__Instruction__. Count the lines in the listing below that contain the string "skirt", treating case as significant. Reply with the number alone.

Annotated coordinate records:
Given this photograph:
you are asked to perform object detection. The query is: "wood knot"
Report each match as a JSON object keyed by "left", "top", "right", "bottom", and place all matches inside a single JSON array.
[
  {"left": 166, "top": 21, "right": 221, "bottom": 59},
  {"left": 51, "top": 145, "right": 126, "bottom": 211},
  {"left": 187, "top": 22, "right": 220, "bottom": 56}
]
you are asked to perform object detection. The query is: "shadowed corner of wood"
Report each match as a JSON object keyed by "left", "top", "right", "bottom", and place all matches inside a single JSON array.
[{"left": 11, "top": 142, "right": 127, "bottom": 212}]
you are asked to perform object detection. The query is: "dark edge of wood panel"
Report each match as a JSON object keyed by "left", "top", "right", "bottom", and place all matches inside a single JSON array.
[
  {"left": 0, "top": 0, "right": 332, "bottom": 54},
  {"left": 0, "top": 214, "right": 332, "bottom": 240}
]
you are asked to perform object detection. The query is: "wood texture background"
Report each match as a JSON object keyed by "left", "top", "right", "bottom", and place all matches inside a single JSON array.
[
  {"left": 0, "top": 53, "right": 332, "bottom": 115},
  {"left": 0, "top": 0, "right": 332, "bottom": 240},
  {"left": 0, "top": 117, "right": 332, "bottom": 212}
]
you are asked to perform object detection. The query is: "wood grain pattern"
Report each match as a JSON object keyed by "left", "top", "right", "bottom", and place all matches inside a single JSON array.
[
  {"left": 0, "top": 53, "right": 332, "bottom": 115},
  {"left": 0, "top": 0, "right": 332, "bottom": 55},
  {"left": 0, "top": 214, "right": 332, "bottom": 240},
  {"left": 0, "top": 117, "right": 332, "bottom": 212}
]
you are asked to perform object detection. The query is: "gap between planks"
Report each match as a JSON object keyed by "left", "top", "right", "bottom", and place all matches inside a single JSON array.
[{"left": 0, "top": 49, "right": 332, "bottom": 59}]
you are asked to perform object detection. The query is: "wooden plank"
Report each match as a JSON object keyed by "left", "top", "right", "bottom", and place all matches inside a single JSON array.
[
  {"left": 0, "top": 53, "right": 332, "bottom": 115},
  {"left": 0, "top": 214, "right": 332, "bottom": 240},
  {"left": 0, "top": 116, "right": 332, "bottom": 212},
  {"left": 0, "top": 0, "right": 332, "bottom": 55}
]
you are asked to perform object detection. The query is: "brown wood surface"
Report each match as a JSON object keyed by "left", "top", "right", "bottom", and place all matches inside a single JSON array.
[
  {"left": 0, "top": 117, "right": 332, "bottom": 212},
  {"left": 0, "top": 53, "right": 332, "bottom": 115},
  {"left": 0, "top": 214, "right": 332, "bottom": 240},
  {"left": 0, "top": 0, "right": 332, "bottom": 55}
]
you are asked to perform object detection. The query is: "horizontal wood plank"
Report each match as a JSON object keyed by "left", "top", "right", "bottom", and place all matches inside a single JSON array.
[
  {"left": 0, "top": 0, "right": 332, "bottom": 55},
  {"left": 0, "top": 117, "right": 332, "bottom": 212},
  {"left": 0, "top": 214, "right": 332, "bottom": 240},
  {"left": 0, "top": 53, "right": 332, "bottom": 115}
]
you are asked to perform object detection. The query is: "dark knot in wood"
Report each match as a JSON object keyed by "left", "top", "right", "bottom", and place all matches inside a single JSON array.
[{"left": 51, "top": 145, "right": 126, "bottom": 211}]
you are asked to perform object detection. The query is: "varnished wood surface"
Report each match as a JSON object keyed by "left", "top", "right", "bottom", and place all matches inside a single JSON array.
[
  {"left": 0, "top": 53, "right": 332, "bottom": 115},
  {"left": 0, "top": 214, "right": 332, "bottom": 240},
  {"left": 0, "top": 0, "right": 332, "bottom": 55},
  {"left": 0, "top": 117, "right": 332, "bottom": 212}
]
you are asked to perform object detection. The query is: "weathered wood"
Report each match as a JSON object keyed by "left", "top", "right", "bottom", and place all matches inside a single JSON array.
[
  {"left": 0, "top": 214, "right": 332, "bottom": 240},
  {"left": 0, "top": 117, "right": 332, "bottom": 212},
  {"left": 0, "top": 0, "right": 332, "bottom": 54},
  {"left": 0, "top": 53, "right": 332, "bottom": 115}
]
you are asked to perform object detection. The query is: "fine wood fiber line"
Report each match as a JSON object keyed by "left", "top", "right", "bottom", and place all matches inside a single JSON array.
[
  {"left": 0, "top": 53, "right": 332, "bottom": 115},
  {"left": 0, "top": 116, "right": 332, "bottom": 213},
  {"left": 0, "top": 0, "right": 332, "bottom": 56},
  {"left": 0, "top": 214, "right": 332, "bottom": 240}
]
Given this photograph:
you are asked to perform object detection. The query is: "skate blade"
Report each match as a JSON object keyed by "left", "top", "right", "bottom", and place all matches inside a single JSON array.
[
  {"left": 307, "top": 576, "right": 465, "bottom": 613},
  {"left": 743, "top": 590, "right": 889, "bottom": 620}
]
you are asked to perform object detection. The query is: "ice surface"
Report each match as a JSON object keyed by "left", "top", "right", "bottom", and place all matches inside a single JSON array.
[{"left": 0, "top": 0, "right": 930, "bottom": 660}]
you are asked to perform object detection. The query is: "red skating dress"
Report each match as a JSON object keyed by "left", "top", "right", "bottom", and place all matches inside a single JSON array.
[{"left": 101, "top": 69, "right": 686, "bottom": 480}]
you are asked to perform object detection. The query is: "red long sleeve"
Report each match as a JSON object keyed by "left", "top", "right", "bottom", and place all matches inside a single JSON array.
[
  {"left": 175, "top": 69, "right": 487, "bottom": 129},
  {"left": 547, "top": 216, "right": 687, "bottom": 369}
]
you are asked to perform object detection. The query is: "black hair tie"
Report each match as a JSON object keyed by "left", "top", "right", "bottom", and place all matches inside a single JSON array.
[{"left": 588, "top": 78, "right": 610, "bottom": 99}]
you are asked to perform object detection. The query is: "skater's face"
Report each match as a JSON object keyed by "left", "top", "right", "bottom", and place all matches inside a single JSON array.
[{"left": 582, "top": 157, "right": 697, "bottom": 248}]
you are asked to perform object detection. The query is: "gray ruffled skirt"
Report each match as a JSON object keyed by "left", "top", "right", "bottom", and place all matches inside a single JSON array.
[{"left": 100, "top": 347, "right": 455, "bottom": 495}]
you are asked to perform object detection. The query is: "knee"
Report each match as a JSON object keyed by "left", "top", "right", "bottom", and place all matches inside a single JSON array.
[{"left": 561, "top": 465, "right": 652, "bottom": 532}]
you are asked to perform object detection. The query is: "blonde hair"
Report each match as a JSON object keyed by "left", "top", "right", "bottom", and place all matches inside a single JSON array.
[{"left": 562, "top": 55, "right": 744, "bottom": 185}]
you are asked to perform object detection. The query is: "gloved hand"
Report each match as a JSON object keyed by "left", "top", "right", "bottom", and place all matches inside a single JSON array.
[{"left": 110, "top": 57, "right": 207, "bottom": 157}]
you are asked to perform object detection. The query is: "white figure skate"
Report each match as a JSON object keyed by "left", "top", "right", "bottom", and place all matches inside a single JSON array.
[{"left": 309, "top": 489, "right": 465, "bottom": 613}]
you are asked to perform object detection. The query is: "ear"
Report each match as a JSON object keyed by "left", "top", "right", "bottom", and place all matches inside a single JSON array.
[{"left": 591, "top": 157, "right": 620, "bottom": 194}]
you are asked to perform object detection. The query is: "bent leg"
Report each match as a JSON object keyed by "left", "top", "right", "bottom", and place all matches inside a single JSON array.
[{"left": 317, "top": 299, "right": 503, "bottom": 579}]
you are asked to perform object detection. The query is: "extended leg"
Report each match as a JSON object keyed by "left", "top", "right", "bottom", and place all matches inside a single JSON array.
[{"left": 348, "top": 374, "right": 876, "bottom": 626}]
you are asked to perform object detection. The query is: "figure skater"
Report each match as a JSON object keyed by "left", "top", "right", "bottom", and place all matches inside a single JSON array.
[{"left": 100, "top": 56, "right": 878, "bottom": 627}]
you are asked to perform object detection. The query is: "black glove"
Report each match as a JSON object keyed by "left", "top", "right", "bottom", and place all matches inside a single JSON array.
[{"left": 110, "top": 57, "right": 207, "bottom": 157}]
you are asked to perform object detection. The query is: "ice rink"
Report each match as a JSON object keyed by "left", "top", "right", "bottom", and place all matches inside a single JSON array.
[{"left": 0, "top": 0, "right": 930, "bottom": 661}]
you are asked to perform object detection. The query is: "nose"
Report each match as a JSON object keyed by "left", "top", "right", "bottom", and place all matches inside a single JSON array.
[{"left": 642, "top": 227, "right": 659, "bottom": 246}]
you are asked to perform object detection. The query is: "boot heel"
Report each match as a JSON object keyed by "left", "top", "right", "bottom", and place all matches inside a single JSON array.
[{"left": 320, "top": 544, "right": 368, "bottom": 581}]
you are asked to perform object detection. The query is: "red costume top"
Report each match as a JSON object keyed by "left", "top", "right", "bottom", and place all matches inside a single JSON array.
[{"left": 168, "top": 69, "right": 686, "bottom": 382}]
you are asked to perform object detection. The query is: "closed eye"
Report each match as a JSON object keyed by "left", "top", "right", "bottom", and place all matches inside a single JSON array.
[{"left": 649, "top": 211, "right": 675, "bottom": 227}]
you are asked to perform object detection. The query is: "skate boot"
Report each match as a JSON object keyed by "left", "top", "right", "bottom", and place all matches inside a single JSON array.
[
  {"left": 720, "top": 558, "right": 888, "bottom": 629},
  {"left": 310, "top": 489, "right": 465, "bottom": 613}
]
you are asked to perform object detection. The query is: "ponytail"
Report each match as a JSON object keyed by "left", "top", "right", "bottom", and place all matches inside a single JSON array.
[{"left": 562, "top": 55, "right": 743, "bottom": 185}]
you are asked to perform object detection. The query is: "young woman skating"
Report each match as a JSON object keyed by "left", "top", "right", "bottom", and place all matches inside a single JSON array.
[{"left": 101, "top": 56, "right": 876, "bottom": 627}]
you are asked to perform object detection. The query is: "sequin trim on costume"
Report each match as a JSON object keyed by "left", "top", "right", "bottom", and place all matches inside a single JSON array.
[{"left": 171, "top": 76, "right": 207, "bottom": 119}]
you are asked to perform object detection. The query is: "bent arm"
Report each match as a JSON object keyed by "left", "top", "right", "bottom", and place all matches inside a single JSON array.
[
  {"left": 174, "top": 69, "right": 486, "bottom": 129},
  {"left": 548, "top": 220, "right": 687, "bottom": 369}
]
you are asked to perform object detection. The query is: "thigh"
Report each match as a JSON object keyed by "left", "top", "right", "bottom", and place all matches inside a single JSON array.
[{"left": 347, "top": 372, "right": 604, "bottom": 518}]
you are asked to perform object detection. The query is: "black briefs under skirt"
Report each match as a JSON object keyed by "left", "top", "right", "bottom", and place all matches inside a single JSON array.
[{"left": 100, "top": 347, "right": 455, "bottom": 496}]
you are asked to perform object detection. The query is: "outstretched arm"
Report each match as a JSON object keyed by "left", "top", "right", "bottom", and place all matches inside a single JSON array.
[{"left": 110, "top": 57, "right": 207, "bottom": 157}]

* * *

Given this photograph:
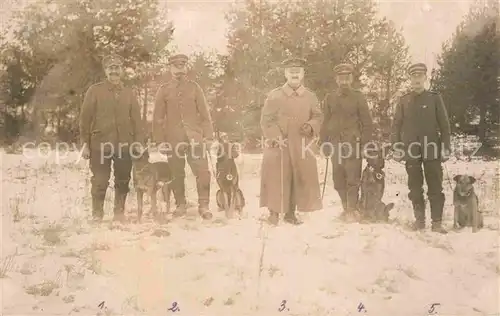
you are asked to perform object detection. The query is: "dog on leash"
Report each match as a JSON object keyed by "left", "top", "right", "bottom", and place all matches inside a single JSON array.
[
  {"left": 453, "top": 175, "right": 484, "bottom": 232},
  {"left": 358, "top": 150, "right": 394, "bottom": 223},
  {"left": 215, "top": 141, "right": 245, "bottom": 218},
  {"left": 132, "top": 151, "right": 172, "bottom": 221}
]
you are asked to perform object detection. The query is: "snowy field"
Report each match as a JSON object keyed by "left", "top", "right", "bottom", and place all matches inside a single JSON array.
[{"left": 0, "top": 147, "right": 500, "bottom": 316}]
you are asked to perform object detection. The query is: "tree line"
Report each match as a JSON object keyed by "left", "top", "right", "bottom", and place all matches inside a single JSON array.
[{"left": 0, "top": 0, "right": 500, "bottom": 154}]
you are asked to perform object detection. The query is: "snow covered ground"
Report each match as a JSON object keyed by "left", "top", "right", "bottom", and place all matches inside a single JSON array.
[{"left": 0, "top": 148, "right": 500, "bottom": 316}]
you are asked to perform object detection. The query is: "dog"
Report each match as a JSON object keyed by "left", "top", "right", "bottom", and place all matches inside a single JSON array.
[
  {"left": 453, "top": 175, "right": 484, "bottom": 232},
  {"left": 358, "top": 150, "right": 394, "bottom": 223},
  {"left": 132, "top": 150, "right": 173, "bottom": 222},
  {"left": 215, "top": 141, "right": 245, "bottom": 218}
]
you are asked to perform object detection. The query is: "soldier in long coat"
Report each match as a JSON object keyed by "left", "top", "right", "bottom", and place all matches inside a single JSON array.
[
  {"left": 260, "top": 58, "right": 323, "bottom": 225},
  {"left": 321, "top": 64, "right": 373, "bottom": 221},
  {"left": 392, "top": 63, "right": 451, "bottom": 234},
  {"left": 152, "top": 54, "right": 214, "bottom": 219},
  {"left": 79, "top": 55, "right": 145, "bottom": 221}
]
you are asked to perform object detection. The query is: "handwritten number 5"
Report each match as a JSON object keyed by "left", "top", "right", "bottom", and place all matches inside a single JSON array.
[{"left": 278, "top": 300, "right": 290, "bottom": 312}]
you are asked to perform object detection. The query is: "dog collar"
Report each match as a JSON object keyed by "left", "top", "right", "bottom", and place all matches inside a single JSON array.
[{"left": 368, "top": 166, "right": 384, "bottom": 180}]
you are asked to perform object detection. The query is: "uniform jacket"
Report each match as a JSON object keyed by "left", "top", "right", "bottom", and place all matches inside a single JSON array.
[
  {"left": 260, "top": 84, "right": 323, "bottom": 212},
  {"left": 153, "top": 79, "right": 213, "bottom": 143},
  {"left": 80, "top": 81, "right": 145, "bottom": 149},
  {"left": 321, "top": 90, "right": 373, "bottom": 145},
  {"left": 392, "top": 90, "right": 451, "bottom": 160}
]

__Final answer__. 2